▶ _Exercise text_:
----------

It doesn't need to literaly find the exactt same string in the training set (it's not C/C++' strstr() ), it merely needs to have seen enough data to learn some typical properties.
And if you look at how some very low power retro tech used to work for handwriting recognition: Palm's Graffiti 1 didn't even rely on any form of machine learning. Just a few very simple heuristics like total length travelled in each cardinal direction, relative position of the start and stop quadran, etc.
So property could be "the vector description is very long" which well within what a typical language model could encode.

And again that's assuming that the chat bot consistently recognises glyphs better than random.

It absolutely must have visualized the points somehow in its "latent space" and observed that it looked like an 'a'.

Stop anthropomorphising AI, they don't like it. :-D
Jokes aside: LLMs wont process any thing visually. Just most like words given a context and their model. Yes a very large model could encode relatioship between words that corresponds to visual propertise. And it is plausible that given enough scraped stuff from the whole internet, it has learn a couple of properties of what makes an "a".

----------

▶ _Extracted information_:
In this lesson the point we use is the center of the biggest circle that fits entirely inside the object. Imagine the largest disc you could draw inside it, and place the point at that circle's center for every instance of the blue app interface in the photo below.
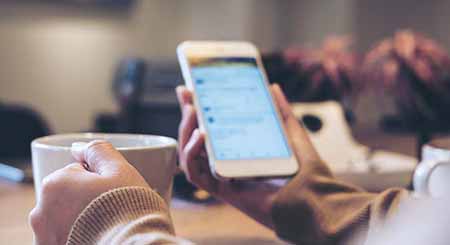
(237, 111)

----------

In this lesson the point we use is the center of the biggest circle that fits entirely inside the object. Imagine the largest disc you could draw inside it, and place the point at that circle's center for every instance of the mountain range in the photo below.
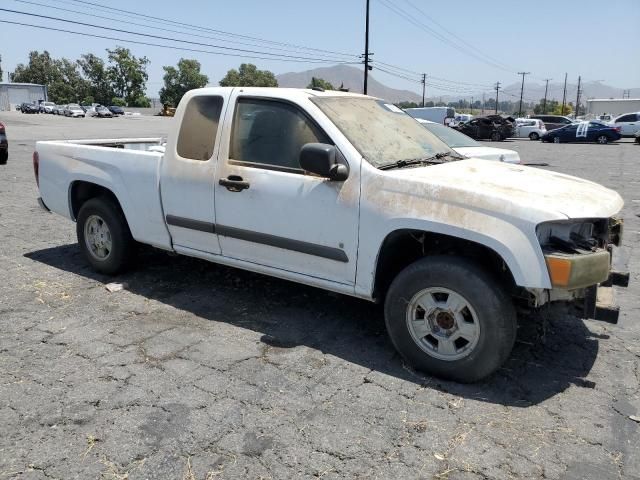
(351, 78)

----------

▶ _What the exercise asks_:
Reproduce the forum post on language models and handwriting from "So property could" to "like an 'a'.". The rows have no connection to the text.

▶ _Result of this exercise_:
So property could be "the vector description is very long" which well within what a typical language model could encode.

And again that's assuming that the chat bot consistently recognises glyphs better than random.

It absolutely must have visualized the points somehow in its "latent space" and observed that it looked like an 'a'.